■ **PROVIDED TEXT**:
NASHVILLE, Tenn. (TSU News Service) – Speakers from the National Science Foundation and the Tennessee Department of Transportation will be the featured presenters at this year’s Fall Research Forum at Tennessee State University. The forum will be on Thursday, Sept. 25, beginning at 10 a.m., in the Research and Sponsored Programs Building.
Under the theme, “Research: Celebrating Excellence,” Dr. A. James Hicks, senior program leader at the NSF, will present as the keynote speaker, to be followed by Tanisha J. Hall, director of Long Range Planning at the TDOT.
TSU President, Dr. Glenda Glover, will bring greetings on behalf of faculty, staff and students during a luncheon in the Floyd-Payne Campus Center.
According to Dr. Lesia Crumpton-Young, chief research officer and associate vice president for Research and Sponsored Programs, the one-day forum will also feature faculty exhibitions and research on such topics as Cyber Defense for Attacks on Cloud and Mobile Systems; High Performance Computing Techniques; Safety Effectiveness Evaluation of Median Cable Barriers in Tennessee; and TDOT: Innovative Strategies for Public Involvement.
Deans and directors of the various colleges and research centers are expected to make brief presentations, Crumpton-Young said.
The keynote speaker, Dr. Hicks, who is program director of the Louise Stokes Alliances for Minority Participation, holds a B.S. degree in biology from Tougaloo College, and a Ph.D. in Botany from the University of Illinois-Urbana. He received postdoctoral training, at the Missouri Botanical Garden, St. Louis, Missouri.
Prior to becoming the LSAMP program director, Hicks served as chairperson and professor of Biology from 1977 to 1988, and later Dean of the College of Arts and Sciences from 1988 to 1997 at North Carolina A&T. As a scientist his research focus has been in the area of plant systematics. His work has been reported at various scientific seminars and in peer review journals.
Hicks has received numerous honors and awards for his achievements in science and for his efforts in promoting the advancements of underrepresented groups in science, engineering and mathematics. Most notably, in 1988 he received the White House Initiatives Faculty Award for Excellence in Science and Technology with a letter from President Ronald Regan.
Hall, whose division at the TDOT is charged with identifying transportation needs through research and analysis of travel and safety data, has more than 18 years experience in urban planning.
A member of the Tennessee American Planning Association, and the American Institute of Certified Planners, Hall holds dual degrees in Business Administration, and Transportation and Logistics. She also holds a graduate degree in Urban and Regional Planning.

■ **THE DATA**:
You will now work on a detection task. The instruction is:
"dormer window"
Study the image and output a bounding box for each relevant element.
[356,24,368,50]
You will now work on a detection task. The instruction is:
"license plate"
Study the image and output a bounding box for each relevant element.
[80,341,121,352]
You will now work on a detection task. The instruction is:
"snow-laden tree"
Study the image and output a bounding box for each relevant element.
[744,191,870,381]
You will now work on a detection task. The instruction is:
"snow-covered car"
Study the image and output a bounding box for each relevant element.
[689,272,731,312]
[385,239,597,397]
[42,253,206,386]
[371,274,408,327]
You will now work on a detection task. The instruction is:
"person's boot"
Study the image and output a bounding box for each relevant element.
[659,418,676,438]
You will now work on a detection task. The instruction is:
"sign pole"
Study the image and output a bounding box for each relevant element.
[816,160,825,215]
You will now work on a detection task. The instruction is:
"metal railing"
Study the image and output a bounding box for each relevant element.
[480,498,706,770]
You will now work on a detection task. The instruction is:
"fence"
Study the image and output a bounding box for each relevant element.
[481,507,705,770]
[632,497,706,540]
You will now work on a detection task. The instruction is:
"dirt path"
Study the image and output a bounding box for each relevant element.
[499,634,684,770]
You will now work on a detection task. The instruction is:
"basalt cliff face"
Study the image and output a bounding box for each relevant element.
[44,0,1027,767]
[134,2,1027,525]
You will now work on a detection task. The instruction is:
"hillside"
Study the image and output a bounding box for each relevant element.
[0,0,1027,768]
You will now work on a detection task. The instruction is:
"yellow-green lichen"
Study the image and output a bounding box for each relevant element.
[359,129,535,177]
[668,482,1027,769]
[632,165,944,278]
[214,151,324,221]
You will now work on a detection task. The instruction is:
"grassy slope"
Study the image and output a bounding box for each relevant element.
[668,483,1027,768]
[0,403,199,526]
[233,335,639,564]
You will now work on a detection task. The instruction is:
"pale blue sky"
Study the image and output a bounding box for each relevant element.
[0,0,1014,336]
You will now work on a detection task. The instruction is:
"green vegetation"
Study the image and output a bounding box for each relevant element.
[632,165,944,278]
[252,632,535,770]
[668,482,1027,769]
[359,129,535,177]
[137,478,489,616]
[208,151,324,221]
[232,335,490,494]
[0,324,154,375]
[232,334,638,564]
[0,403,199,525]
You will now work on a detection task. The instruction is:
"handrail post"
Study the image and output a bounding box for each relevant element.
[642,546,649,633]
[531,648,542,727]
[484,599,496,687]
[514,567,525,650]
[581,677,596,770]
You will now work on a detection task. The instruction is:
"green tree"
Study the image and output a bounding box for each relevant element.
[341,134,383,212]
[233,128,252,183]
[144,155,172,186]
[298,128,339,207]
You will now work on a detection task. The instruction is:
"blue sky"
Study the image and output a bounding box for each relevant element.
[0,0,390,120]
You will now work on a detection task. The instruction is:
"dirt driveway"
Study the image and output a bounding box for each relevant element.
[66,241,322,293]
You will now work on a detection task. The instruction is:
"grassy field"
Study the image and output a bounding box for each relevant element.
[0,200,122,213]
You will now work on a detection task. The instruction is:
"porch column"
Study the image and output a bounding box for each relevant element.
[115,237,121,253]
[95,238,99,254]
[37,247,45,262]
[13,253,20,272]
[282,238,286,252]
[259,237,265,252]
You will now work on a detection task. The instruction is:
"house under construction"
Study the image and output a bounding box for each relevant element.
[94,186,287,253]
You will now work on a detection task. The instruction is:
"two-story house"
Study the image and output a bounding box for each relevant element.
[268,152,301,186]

■ **ABOUT THIS EXERCISE**: In the announcement of Tennessee State University's Fall Research Forum, where did Dr. A. James Hicks receive his postdoctoral training?

■ **YOUR RESPONSE**: At the Missouri Botanical Garden in St. Louis, Missouri.